Objectif de l'exercice. Dites si chaque affirmation ci-dessous concorde avec l'extrait sur le boycott, par oui ou par non, en citant mot pour mot les mots de l'extrait qui tranchent. 1. Les produits israéliens se reconnaissent à leur code-barres, qui commence toujours par 729. 2. L'eau en bouteille vendue en Palestine est d'origine palestinienne. 3. La rencontre avec les représentants de la campagne BDS a lieu à Jérusalem.

18/08/2009

Savoir... agir... boycott 729 !


Chers amis fidèles lecteurs, j'espère que ce dernier témoignage répondra à une partie de vos attentes, car la dernière rencontre officielle de la Mission arrive à point pour conclure notre séjour de façon positive. En effet, nous avons rendez-vous à Ramallah avec les représentants de la campagne BDS : Boycott Désinvestissement Sanction.

Cette question du boycott nous préoccupe pas mal depuis le début de la Mission. Nous nous efforçons autant que possible d'éviter d'acheter des produits israéliens (reconnaissables au code barre qui commence toujours par 729). Mais nous en trouvons partout, même chez les petits commerçants des villages les plus mobilisés contre la colonisation.


La colonisation économique


En effet, pour les Palestiniens, le boycott n'est pas si simple car Israël a la main mise sur l'économie palestinienne de plusieurs façons. Je tente une petite synthèse :
  • tout simplement par la destruction des moyens de production et de commercialisation palestiniens : confiscation des terres, incendie et pollution volontaire des cultures, fermeture forcée des commerces...
  • par la confiscation pure et simple des ressources palestiniennes. A commencer par l'eau. En Palestine il n'y a pas d'eau palestinienne. L'eau en bouteille est toujours "made in Israël" et l'eau du robinet - comme nous l'avons vu lors de notre action "convoi d'eau" ou dans la vallée du Jourdain - est totalement contrôlée par les forces d'occupation. Paradoxe cruel, les Palestiniens payent le prix fort pour acheter leur propre eau aux forces occupantes.
  • par la création de situations de monopole pour des sociétés israëliennes, en cumulant des entraves administratives et douanières aux importations étrangères. Par ex. tous les produits d'équipement lourd sont obligatoirement importés d'Israël.
  • par le blocage des marchés intérieurs en Palestine (les denrées circulent difficilement d'une ville à l'autre de Cisjordanie, bloquées au check-point par l'occupation israëlienne)

Données fournies.
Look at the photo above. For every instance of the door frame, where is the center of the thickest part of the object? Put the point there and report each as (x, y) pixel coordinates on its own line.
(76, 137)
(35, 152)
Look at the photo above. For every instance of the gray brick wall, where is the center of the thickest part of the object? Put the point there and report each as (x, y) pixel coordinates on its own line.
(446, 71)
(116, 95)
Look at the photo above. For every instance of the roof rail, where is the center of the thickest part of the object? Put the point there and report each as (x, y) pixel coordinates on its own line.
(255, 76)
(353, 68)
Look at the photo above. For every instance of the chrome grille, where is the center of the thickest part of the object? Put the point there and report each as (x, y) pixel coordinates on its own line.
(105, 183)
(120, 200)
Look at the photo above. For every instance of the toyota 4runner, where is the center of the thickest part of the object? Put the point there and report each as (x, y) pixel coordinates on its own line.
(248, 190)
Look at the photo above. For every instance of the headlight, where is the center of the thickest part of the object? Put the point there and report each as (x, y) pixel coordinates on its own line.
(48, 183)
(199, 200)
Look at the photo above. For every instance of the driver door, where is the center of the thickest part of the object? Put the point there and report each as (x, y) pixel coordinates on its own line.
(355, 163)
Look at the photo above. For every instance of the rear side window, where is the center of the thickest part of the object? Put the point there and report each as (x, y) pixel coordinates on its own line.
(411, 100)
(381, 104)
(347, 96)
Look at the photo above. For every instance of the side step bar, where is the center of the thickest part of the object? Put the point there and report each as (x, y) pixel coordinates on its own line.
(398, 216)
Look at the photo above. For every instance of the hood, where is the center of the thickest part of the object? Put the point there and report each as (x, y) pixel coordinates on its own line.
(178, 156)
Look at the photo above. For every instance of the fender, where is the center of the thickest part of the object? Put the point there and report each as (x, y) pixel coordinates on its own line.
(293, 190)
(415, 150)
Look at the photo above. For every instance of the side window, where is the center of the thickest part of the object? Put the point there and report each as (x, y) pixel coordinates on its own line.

Réponse attendue.
1. Oui : « reconnaissables au code barre qui commence toujours par 729 »
2. Non : « L'eau en bouteille est toujours "made in Israël" »
3. Non : « nous avons rendez-vous à Ramallah avec les représentants de la campagne BDS »